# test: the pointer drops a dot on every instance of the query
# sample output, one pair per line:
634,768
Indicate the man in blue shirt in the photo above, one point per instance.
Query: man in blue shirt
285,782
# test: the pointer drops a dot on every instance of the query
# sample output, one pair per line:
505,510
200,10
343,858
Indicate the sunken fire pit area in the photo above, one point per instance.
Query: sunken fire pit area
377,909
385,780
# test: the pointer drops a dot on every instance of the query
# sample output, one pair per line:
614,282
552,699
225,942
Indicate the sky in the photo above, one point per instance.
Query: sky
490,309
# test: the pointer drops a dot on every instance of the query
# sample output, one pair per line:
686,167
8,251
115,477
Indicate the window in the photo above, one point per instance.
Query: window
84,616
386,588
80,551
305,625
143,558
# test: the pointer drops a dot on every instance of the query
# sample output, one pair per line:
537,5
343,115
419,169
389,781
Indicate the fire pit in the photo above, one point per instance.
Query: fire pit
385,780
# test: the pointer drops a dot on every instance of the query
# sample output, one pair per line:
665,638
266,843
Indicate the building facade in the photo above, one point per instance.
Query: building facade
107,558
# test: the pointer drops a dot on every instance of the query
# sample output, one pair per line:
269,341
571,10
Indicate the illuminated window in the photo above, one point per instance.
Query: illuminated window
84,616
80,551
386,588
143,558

■ **WORK REQUIRED**
Keep every word the same. Retype all the material.

■ **EXERCISE RESPONSE**
# test: the pointer drops a dot on every instance of the query
# sample output, one pair per line:
634,768
Indicate the man in blue shirt in the photo above, one point per instance.
Query: man in blue shirt
285,782
# test: the pointer drops a dot on every instance of the query
# sample output, one pair per line:
505,510
200,10
343,858
Indicate the sunken fire pit area in the photo above, one point per instance.
Query: sunken fire pit area
377,909
385,780
# test: the pointer drops a dot on every instance of the query
# sample output, one pair per line:
614,282
552,699
225,942
Indicate the sky in the photo above, one point per instance.
Query: sky
490,309
# test: the pointer drops a dot on every instance of the query
# sample output, one pair per line:
686,167
8,251
115,477
Indicate the window in the photo above, one point per instance.
Query: window
84,616
386,588
80,551
305,625
143,558
# test: the pointer drops a dot on every instance of the query
# sample output, one pair per line:
537,5
343,115
419,169
389,781
Indicate the fire pit in the photo above, one point per instance.
Query: fire pit
385,780
# test: the pointer drops a dot on every instance of the query
# sample output, one pair per line:
665,638
266,843
Indicate the building facade in the photo above, one point per instance.
Query: building facade
107,558
# test: the pointer drops a dot on every instance of the query
# sample output, one pair per line:
269,341
571,10
Indicate the illuminated window in the photo above, one point per instance.
Query: illuminated window
84,616
80,551
386,588
143,558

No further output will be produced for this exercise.